Exercise data:
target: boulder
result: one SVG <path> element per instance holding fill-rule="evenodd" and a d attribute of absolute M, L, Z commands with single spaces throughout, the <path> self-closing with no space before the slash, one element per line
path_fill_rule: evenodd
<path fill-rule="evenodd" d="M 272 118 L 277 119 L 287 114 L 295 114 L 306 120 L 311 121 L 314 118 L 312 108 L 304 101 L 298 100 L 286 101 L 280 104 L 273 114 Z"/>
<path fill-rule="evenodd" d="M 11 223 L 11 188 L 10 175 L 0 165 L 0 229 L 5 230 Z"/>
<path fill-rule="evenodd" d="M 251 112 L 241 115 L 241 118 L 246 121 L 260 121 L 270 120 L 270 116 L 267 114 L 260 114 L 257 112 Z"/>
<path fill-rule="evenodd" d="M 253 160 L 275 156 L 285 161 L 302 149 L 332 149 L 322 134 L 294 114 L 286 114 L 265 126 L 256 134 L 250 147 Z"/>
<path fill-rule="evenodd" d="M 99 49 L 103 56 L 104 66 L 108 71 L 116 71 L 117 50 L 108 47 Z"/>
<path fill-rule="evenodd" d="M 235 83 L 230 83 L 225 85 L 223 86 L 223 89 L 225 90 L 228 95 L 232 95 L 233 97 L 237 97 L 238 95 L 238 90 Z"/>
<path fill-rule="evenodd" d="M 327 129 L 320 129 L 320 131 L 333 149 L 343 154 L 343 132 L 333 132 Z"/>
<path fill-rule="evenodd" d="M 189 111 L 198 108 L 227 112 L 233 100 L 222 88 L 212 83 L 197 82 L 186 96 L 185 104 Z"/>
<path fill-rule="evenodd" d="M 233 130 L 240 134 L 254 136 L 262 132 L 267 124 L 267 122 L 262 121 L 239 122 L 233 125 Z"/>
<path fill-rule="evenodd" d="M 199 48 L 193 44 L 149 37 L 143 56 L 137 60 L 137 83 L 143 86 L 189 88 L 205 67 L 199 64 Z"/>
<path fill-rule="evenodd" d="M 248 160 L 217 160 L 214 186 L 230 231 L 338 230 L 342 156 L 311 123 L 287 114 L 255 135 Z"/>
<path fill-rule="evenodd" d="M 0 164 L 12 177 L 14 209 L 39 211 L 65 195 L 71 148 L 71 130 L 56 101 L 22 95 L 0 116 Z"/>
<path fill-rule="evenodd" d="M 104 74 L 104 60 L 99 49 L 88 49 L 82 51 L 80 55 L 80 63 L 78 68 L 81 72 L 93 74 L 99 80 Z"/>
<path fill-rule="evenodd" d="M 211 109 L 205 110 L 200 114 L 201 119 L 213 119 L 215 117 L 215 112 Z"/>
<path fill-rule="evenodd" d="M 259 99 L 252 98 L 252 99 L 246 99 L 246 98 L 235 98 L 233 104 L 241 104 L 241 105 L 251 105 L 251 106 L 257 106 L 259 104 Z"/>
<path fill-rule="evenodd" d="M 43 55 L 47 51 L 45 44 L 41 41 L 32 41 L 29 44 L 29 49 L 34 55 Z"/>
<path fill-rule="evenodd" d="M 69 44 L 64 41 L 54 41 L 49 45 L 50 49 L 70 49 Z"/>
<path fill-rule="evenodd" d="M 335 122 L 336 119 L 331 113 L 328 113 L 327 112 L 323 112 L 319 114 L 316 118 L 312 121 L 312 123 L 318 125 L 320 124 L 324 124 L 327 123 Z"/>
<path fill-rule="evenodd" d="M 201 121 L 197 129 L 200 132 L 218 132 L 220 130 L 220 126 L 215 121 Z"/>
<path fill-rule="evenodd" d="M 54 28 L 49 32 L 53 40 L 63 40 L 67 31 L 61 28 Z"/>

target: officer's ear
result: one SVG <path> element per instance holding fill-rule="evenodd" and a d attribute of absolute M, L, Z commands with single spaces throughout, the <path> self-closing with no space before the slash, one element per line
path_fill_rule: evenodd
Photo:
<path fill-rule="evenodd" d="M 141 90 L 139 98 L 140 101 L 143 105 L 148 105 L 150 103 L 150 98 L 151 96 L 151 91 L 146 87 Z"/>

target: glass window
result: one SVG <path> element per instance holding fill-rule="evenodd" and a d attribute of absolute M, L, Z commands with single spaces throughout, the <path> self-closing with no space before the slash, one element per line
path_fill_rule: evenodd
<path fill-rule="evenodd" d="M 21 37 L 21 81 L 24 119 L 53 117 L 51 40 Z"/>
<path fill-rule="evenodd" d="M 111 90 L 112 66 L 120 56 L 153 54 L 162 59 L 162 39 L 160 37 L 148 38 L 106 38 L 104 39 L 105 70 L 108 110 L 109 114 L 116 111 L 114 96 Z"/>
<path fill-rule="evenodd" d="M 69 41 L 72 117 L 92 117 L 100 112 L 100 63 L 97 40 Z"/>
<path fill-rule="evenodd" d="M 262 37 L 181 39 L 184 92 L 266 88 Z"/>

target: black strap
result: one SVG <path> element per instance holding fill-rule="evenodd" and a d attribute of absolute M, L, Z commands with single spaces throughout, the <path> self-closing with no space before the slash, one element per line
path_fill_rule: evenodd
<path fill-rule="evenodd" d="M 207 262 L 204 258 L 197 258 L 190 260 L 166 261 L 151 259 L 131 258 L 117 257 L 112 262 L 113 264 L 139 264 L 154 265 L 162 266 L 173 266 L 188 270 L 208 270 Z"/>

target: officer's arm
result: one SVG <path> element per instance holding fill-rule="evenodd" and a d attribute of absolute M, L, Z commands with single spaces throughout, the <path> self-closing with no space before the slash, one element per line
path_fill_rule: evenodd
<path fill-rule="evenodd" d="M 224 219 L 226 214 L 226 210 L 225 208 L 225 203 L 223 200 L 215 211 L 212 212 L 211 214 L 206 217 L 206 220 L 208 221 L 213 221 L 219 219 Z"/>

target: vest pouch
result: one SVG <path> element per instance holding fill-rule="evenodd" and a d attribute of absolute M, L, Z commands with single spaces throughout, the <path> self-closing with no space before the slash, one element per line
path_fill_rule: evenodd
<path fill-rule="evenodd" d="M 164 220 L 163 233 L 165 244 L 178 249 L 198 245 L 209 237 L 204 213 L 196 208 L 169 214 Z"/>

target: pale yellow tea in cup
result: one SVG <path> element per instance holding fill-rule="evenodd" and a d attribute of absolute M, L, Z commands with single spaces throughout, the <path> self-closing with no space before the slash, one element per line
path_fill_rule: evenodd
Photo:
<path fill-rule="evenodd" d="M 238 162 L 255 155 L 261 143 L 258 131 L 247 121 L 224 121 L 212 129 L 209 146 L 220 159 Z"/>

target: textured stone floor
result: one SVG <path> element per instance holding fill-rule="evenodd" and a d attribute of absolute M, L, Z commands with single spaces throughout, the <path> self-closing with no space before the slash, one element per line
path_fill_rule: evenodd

Given task: Turn every line of the rows above into one numbered list, leaving out the blank lines.

Exercise solution:
1. target: boulder
2. result: one SVG <path> element per instance holding fill-rule="evenodd" and a d attribute of absolute M, L, Z commands with single spaces throughout, the <path> self-closing with no space before the slash, one element per line
3. path_fill_rule: evenodd
4. <path fill-rule="evenodd" d="M 272 118 L 277 119 L 287 114 L 295 114 L 306 120 L 311 121 L 314 118 L 312 108 L 304 101 L 298 100 L 286 101 L 280 104 L 273 114 Z"/>
5. <path fill-rule="evenodd" d="M 11 223 L 11 188 L 10 175 L 0 165 L 0 229 L 5 230 Z"/>
6. <path fill-rule="evenodd" d="M 251 112 L 241 115 L 241 118 L 246 121 L 260 121 L 270 120 L 270 116 L 267 114 L 260 114 L 257 112 Z"/>
7. <path fill-rule="evenodd" d="M 253 160 L 275 156 L 285 161 L 302 149 L 332 149 L 322 134 L 294 114 L 286 114 L 265 126 L 256 134 L 250 147 Z"/>
8. <path fill-rule="evenodd" d="M 99 49 L 103 56 L 104 66 L 108 71 L 116 71 L 117 50 L 108 47 Z"/>
9. <path fill-rule="evenodd" d="M 235 83 L 230 83 L 225 85 L 223 86 L 223 89 L 225 90 L 228 95 L 232 95 L 233 97 L 237 97 L 238 95 L 238 90 Z"/>
10. <path fill-rule="evenodd" d="M 327 129 L 320 129 L 320 131 L 333 149 L 343 154 L 343 132 L 333 132 Z"/>
11. <path fill-rule="evenodd" d="M 189 111 L 198 108 L 227 112 L 233 100 L 222 88 L 212 83 L 197 82 L 186 96 L 185 104 Z"/>
12. <path fill-rule="evenodd" d="M 233 130 L 240 134 L 254 136 L 262 132 L 267 124 L 267 122 L 262 121 L 239 122 L 233 125 Z"/>
13. <path fill-rule="evenodd" d="M 199 48 L 193 44 L 149 37 L 143 56 L 137 60 L 137 83 L 143 86 L 189 88 L 205 67 L 199 64 Z"/>
14. <path fill-rule="evenodd" d="M 248 160 L 217 160 L 214 186 L 230 231 L 338 230 L 342 156 L 311 123 L 287 114 L 255 135 Z"/>
15. <path fill-rule="evenodd" d="M 0 164 L 12 177 L 14 209 L 39 211 L 65 195 L 71 148 L 71 130 L 56 101 L 22 95 L 0 116 Z"/>
16. <path fill-rule="evenodd" d="M 104 74 L 104 60 L 99 49 L 88 49 L 82 51 L 80 55 L 80 63 L 78 68 L 81 72 L 93 74 L 99 80 Z"/>
17. <path fill-rule="evenodd" d="M 211 109 L 205 110 L 200 114 L 201 119 L 213 119 L 215 117 L 215 112 Z"/>
18. <path fill-rule="evenodd" d="M 259 99 L 252 98 L 252 99 L 246 99 L 246 98 L 235 98 L 233 104 L 241 104 L 241 105 L 251 105 L 251 106 L 257 106 L 259 104 Z"/>
19. <path fill-rule="evenodd" d="M 43 55 L 47 51 L 45 44 L 41 41 L 32 41 L 29 44 L 29 49 L 34 55 Z"/>
20. <path fill-rule="evenodd" d="M 69 44 L 64 41 L 54 41 L 49 45 L 50 49 L 70 49 Z"/>
21. <path fill-rule="evenodd" d="M 335 122 L 336 119 L 331 113 L 328 113 L 327 112 L 323 112 L 319 114 L 316 118 L 312 121 L 312 123 L 318 125 L 320 124 L 324 124 L 327 123 Z"/>
22. <path fill-rule="evenodd" d="M 201 121 L 197 129 L 200 132 L 218 132 L 220 130 L 220 126 L 215 121 Z"/>
23. <path fill-rule="evenodd" d="M 54 28 L 49 32 L 53 40 L 63 40 L 67 31 L 61 28 Z"/>
24. target: officer's ear
25. result: one SVG <path> element per instance holding fill-rule="evenodd" and a d attribute of absolute M, L, Z commands with single spaces throughout, the <path> self-closing with no space before the slash, one element per line
26. path_fill_rule: evenodd
27. Photo:
28. <path fill-rule="evenodd" d="M 141 90 L 139 98 L 140 101 L 143 105 L 148 105 L 150 103 L 150 98 L 151 96 L 151 91 L 146 87 Z"/>
29. target: glass window
30. result: one SVG <path> element per instance holding fill-rule="evenodd" and a d attribute of absolute M, L, Z commands with single spaces throughout, the <path> self-closing with no space before the slash, one element per line
31. path_fill_rule: evenodd
32. <path fill-rule="evenodd" d="M 21 37 L 21 81 L 24 119 L 53 117 L 51 40 Z"/>
33. <path fill-rule="evenodd" d="M 111 90 L 112 66 L 120 56 L 153 54 L 162 59 L 162 39 L 160 37 L 148 38 L 106 38 L 104 39 L 105 70 L 108 110 L 109 114 L 116 111 L 114 96 Z"/>
34. <path fill-rule="evenodd" d="M 69 41 L 72 117 L 92 117 L 100 112 L 100 63 L 97 40 Z"/>
35. <path fill-rule="evenodd" d="M 262 37 L 181 39 L 184 92 L 266 88 Z"/>
36. target: black strap
37. result: one SVG <path> element per instance holding fill-rule="evenodd" and a d attribute of absolute M, L, Z commands with single spaces throughout, the <path> self-closing with no space before the slash, one element per line
38. path_fill_rule: evenodd
39. <path fill-rule="evenodd" d="M 207 262 L 204 258 L 197 258 L 190 260 L 166 261 L 151 259 L 131 258 L 117 257 L 112 262 L 113 264 L 139 264 L 154 265 L 162 266 L 173 266 L 188 270 L 208 270 Z"/>
40. target: officer's arm
41. result: one SVG <path> element per instance holding fill-rule="evenodd" and a d attribute of absolute M, L, Z commands with single spaces throughout, the <path> self-closing with no space before the slash, one element per line
42. path_fill_rule: evenodd
43. <path fill-rule="evenodd" d="M 224 219 L 226 214 L 226 210 L 225 208 L 225 203 L 223 200 L 215 211 L 212 212 L 211 214 L 206 217 L 206 220 L 208 221 L 213 221 L 219 219 Z"/>
44. target: vest pouch
45. result: one SVG <path> element per instance holding fill-rule="evenodd" and a d attribute of absolute M, L, Z commands with single spaces throughout, the <path> self-closing with no space before the slash, one element per line
46. path_fill_rule: evenodd
47. <path fill-rule="evenodd" d="M 164 220 L 163 233 L 165 244 L 178 249 L 198 245 L 209 237 L 204 213 L 196 208 L 169 214 Z"/>
48. target: pale yellow tea in cup
49. result: one SVG <path> element per instance holding fill-rule="evenodd" and a d attribute of absolute M, L, Z commands with single spaces throughout, the <path> self-closing with no space before the slash, one element per line
50. path_fill_rule: evenodd
51. Photo:
52. <path fill-rule="evenodd" d="M 238 162 L 255 155 L 261 143 L 258 131 L 247 121 L 224 121 L 212 129 L 209 146 L 220 159 Z"/>
53. target: textured stone floor
54. result: one SVG <path> element per instance holding fill-rule="evenodd" and a d attribute of absolute M, L, Z commands with single spaces throughout, the <path> self-closing with no space before the slash, one element per line
55. path_fill_rule: evenodd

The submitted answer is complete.